● **Objective**
Copy out the part of the entries that opens with the line containing "subject: wristband" and runs through the end of the entries, requests included. Shift each coordinate in the answer outlines by adding 110 to it, and leave every other number unchanged.

● **Supplied data**
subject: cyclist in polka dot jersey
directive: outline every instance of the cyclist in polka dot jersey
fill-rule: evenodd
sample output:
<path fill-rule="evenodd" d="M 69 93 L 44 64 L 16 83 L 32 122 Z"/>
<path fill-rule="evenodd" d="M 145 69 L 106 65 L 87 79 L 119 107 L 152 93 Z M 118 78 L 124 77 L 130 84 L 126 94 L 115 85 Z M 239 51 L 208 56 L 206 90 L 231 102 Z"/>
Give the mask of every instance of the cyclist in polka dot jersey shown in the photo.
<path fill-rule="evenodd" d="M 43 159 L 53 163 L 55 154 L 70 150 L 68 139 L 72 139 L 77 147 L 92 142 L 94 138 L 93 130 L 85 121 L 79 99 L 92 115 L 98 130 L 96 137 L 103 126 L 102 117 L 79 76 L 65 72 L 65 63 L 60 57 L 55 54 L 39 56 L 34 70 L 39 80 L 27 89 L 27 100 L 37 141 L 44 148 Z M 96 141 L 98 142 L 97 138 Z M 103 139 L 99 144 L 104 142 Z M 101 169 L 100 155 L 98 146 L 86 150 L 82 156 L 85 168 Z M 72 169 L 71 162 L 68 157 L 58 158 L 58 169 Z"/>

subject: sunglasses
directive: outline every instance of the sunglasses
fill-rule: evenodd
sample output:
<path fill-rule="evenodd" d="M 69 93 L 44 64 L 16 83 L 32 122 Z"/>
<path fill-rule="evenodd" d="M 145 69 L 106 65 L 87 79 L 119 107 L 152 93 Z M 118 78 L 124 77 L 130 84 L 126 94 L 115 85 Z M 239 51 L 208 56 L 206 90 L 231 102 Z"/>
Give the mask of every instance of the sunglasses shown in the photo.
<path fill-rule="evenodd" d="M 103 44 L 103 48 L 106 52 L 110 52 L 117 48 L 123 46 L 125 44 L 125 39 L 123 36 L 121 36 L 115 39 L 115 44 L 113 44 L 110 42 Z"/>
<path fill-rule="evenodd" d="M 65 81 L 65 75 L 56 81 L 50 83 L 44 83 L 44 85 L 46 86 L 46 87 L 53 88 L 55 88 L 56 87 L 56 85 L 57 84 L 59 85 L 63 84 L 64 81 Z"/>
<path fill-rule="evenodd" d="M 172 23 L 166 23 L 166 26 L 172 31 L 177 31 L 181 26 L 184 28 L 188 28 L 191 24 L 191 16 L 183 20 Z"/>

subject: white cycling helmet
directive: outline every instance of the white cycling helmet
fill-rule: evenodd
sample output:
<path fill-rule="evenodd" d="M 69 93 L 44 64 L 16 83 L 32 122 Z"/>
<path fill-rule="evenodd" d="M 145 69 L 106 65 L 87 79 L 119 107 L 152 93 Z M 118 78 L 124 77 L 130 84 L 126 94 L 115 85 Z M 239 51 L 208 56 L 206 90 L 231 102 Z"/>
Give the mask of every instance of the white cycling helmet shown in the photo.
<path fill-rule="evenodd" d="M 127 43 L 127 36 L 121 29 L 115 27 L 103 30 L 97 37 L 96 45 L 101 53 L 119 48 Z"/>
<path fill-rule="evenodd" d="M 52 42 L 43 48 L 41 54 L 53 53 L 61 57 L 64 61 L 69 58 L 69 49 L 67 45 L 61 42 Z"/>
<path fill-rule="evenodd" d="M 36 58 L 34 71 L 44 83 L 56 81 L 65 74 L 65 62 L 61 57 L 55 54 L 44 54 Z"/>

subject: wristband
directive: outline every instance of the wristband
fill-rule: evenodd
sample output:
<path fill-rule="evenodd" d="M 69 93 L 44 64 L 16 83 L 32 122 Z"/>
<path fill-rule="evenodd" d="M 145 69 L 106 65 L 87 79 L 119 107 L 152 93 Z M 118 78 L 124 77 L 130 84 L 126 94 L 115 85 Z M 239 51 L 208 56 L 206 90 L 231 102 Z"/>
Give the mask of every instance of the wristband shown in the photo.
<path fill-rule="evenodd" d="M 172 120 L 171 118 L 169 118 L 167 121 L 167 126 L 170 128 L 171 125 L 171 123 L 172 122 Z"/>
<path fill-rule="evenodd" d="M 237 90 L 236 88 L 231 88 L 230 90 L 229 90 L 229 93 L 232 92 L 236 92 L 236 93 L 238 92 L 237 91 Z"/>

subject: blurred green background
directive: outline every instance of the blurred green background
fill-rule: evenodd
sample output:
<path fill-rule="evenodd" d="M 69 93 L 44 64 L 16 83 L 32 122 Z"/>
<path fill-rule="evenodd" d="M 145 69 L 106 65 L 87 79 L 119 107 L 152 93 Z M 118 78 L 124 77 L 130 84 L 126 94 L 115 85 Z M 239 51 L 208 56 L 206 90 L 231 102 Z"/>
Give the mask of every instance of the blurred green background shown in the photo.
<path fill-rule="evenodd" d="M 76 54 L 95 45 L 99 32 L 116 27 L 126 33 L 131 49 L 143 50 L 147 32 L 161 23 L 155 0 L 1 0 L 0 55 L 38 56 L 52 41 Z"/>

● **Answer to the exercise**
subject: wristband
directive: outline every instance of the wristband
fill-rule: evenodd
sample output:
<path fill-rule="evenodd" d="M 69 93 L 44 64 L 16 83 L 32 122 Z"/>
<path fill-rule="evenodd" d="M 145 69 L 106 65 L 87 79 L 119 107 L 152 93 Z M 118 78 L 124 77 L 130 84 L 126 94 L 115 85 Z M 239 51 L 208 56 L 206 90 L 231 102 Z"/>
Give the mask of every instance of the wristband shown in the photo.
<path fill-rule="evenodd" d="M 282 230 L 281 228 L 279 228 L 277 231 L 277 236 L 280 238 L 281 235 L 281 233 L 282 232 Z"/>
<path fill-rule="evenodd" d="M 347 200 L 346 198 L 341 198 L 340 200 L 339 200 L 339 203 L 342 202 L 346 202 L 346 203 L 348 202 L 347 201 Z"/>

subject: blurred green background
directive: outline every instance of the blurred green background
fill-rule: evenodd
sample output:
<path fill-rule="evenodd" d="M 69 93 L 44 64 L 16 83 L 32 122 Z"/>
<path fill-rule="evenodd" d="M 145 69 L 106 65 L 87 79 L 119 107 L 152 93 Z M 118 78 L 124 77 L 130 84 L 126 94 L 115 85 Z M 239 51 L 208 56 L 206 90 L 231 102 Z"/>
Give the mask of every instance of the blurred green background shown in the photo.
<path fill-rule="evenodd" d="M 186 164 L 205 155 L 209 142 L 226 137 L 236 143 L 241 159 L 253 160 L 257 142 L 271 133 L 265 110 L 111 110 L 110 165 L 148 166 L 162 151 Z"/>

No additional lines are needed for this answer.